---- Material provided

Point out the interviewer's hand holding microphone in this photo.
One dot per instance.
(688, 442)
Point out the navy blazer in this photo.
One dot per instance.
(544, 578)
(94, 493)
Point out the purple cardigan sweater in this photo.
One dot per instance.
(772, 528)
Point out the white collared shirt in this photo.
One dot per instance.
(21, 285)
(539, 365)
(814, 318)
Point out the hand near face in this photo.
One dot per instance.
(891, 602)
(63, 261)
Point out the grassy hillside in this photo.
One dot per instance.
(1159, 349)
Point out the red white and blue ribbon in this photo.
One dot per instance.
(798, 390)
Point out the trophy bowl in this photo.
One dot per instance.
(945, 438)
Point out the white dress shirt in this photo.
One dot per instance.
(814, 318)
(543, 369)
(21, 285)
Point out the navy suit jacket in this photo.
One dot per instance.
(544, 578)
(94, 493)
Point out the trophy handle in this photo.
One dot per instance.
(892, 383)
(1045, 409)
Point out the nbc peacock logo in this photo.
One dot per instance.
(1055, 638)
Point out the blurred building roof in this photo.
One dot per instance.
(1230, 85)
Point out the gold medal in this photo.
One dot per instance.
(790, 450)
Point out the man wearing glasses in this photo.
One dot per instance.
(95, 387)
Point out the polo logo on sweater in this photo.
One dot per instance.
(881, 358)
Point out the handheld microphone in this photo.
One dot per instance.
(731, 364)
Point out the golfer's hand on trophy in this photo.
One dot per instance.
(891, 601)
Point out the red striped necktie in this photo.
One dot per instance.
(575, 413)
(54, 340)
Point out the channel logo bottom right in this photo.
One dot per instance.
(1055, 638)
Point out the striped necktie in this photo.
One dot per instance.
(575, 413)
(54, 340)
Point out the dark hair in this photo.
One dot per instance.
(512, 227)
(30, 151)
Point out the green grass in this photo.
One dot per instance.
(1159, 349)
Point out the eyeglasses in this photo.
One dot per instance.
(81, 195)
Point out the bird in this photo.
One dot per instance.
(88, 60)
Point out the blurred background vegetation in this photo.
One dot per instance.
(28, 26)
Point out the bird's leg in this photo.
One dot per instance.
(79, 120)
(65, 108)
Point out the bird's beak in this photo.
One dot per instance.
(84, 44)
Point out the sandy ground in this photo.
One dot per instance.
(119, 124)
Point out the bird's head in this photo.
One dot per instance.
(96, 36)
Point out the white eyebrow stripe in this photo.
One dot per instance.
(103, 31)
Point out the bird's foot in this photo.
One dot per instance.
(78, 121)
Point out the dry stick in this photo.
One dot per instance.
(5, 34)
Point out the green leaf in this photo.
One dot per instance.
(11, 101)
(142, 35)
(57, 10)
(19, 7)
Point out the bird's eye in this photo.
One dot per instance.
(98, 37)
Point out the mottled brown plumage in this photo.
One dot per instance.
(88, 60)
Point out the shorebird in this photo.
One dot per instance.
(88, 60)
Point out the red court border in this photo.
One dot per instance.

--------

Exercise: Write out all the lines above again, swapping every "per instance" for "for each instance" and leaving everything else unchanged.

Task response:
Point out the interviewer's hand holding microphone in this photo.
One dot for each instance.
(688, 442)
Point out the navy blazer in this photo.
One dot for each instance.
(544, 578)
(94, 493)
Point out the purple cardigan sweater in this photo.
One dot for each instance.
(772, 528)
Point out the white collared shirt in this photo.
One dot for each instance.
(21, 285)
(539, 365)
(814, 318)
Point out the hand near face in this photo.
One dot for each instance.
(891, 602)
(63, 261)
Point out the grassy hillside in this photo.
One dot for each instance.
(1159, 349)
Point out the red white and blue ribbon in this photo.
One dot for each instance.
(798, 390)
Point out the trophy bowl in this photo.
One dot for each instance.
(945, 438)
Point out the white dress shirt in this photo.
One dot for each instance.
(814, 318)
(543, 369)
(21, 285)
Point out the navy suit jacket in this photo.
One dot for each instance.
(544, 578)
(94, 493)
Point out the trophy handle in this photo.
One dot for each instance.
(892, 383)
(1045, 409)
Point out the nbc peacock logo in this photo.
One dot for each instance.
(1055, 638)
Point out the blurred building roof in this photo.
One dot for each instance.
(1230, 85)
Point out the gold medal in this photo.
One dot for each instance.
(790, 450)
Point out the man wearing glasses in this photo.
One dot for each instance.
(95, 387)
Point out the polo logo on sweater in this photo.
One dot for each instance.
(881, 358)
Point out the handheld microphone in this photo.
One dot for each instance.
(731, 364)
Point out the golfer's hand on trophy in this photo.
One dot for each instance.
(891, 601)
Point out the red striped necktie in this photo.
One dot for each instance.
(575, 413)
(54, 340)
Point out the channel logo bottom right in this photo.
One dot for each instance.
(1055, 638)
Point out the striped necktie in this photo.
One dot for each instance.
(575, 413)
(54, 340)
Point out the dark hair in this photo.
One dot for each instance.
(512, 227)
(30, 151)
Point out the green grass in this photo.
One dot for each instance.
(1159, 349)
Point out the eyeglasses in this photo.
One dot for each instance.
(81, 195)
Point out the bird in this photo.
One dot for each instance.
(88, 60)
Point out the blurred background vegetation in this photo.
One dot for each instance.
(28, 26)
Point out the bird's leg in this photo.
One dot for each instance.
(79, 120)
(65, 108)
Point out the bird's beak in this photo.
One dot for each instance.
(84, 44)
Point out the sandy ground in this photo.
One dot for each instance.
(119, 124)
Point out the bird's head in this photo.
One dot for each instance.
(96, 36)
Point out the white eyebrow stripe in this photo.
One dot for each instance.
(103, 31)
Point out the bird's foot in this photo.
One dot for each instance.
(78, 121)
Point out the dry stick in this photo.
One dot for each instance.
(5, 34)
Point out the green leaf in this photo.
One dot for each instance.
(11, 101)
(142, 35)
(57, 10)
(19, 7)
Point out the bird's eye in this photo.
One dot for each instance.
(98, 37)
Point out the mottled brown plumage in this photo.
One dot for each instance.
(88, 60)
Point out the shorebird in this photo.
One dot for each instance.
(88, 60)
Point out the red court border in this photo.
One dot for each instance.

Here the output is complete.